Article:
============================================================
Compte rendu de Vol
César Tourdjman, 29 mai 1996
Le mercredi 29 mai 1996, j'ai eu la chance de pouvoir effectuer deux vols avec M. Gilbert Klopfstein, auteur de la récente collection "comprendre l'avion". Le premier s'est déroulé sur CAP 10 B, et se proposait d'illustrer quelques principes de mécanique du vol décrits dans le tome II de la collection : "l'avion en vol". le second s'est fait sur PA 28, Gilbert tenait absolument à me montrer ses dernières innovation concernant les approches IFR au GPS (Global Positionning System). Klop, comme lui-même se surnomme parfois, n'en est pas à ses débuts en matière d'innovation. Parallèlement à son activité de pilote et d'instructeur, il a exercé une riche carrière d'ingénieur, de pilote d'essais et de chercheur (ou devrais-je dire de trouveur…). Diplômé de Sup'Aéro et de Sup'Elec (major), sorti également major de sa promotion de l'école de Chasse, il a mené à bien de nombreux travaux de recherche et contribué, notamment, à la conception et à la mise au point du premier avion supersonique européen à commandes de vol électriques, qui fut le simulateur volant de Concorde. Il est aussi le "père" de plusieurs systèmes d'aide au pilotage, tels que le calculateur de décision au décollage, le pilote automatique de trajectoire (en pente et en route), le variomètre à énergie totale et le collimateur tête haute (que les américains ont appelé HUD pour Head-up Display). Voici le compte rendu de ces deux vols.
============================================================
Enregistrements:
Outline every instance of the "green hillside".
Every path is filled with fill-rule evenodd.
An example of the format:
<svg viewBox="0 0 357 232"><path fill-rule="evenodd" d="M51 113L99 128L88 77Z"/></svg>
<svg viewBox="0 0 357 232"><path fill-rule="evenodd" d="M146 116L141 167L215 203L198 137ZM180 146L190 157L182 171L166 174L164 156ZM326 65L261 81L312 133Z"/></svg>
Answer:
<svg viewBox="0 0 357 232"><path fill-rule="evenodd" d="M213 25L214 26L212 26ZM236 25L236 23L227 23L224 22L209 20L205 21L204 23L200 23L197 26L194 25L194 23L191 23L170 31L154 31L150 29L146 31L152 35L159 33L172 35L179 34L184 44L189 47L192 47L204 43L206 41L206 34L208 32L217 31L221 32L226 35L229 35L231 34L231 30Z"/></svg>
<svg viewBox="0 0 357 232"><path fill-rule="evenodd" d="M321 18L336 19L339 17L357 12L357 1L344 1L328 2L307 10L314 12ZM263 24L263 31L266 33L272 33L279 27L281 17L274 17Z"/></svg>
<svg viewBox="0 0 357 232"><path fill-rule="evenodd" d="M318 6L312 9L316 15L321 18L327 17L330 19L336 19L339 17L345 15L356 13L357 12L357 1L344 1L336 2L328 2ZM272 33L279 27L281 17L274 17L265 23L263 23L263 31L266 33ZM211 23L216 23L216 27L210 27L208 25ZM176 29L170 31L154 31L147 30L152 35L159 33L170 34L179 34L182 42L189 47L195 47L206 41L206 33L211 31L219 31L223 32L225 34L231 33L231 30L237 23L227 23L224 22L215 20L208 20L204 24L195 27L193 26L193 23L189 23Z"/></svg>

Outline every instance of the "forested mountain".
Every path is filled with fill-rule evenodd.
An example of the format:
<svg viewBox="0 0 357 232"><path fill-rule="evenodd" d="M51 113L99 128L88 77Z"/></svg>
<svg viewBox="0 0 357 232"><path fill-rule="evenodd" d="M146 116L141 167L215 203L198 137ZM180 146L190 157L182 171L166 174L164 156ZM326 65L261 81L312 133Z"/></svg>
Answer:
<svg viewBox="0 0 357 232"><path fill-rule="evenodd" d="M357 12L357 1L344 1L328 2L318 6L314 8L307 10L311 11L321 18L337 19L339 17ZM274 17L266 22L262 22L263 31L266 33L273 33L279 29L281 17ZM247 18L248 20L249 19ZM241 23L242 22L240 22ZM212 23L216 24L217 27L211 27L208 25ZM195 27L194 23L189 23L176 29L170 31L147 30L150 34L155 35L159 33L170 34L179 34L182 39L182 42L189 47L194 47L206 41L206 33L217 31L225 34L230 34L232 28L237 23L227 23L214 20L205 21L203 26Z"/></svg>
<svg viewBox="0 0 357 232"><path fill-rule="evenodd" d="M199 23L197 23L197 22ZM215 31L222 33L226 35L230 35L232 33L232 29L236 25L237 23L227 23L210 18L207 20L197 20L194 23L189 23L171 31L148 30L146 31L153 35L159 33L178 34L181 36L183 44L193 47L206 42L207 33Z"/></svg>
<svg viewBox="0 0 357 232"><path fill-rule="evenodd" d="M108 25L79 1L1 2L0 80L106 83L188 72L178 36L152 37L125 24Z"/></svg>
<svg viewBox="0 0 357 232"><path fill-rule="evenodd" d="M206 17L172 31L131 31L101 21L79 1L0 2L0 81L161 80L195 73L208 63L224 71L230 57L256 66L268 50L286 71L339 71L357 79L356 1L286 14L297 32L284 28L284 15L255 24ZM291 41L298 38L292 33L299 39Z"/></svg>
============================================================
Série d'exercices:
1. Répondez à ces questions sur le compte rendu de vol :
(a) Sur quel avion le premier vol s'est-il déroulé ?
(b) De quelle école Gilbert Klopfstein est-il sorti major de sa promotion, en plus de Sup'Elec ?
(c) Quel nom les Américains ont-ils donné au collimateur tête haute ?
2. Transformez en liste numérotée, s'il vous plaît, le passage des enregistrements qui va de leur début jusqu'à la ligne contenant « 18L336 19L339 17L357 », ces deux lignes comprises, sans les lignes vides.
Le compte rendu de vol et les enregistrements sont deux documents sans lien entre eux.

Corrigé complet:
1.
(a) Sur CAP 10 B.
(b) De l'école de Chasse.
(c) HUD, pour Head-up Display.

2.
1. Outline every instance of the "green hillside".
2. Every path is filled with fill-rule evenodd.
3. An example of the format:
4. <svg viewBox="0 0 357 232"><path fill-rule="evenodd" d="M51 113L99 128L88 77Z"/></svg>
5. <svg viewBox="0 0 357 232"><path fill-rule="evenodd" d="M146 116L141 167L215 203L198 137ZM180 146L190 157L182 171L166 174L164 156ZM326 65L261 81L312 133Z"/></svg>
6. Answer:
7. <svg viewBox="0 0 357 232"><path fill-rule="evenodd" d="M213 25L214 26L212 26ZM236 25L236 23L227 23L224 22L209 20L205 21L204 23L200 23L197 26L194 25L194 23L191 23L170 31L154 31L150 29L146 31L152 35L159 33L172 35L179 34L184 44L189 47L192 47L204 43L206 41L206 34L208 32L217 31L221 32L226 35L229 35L231 34L231 30Z"/></svg>
8. <svg viewBox="0 0 357 232"><path fill-rule="evenodd" d="M321 18L336 19L339 17L357 12L357 1L344 1L328 2L307 10L314 12ZM263 24L263 31L266 33L272 33L279 27L281 17L274 17Z"/></svg>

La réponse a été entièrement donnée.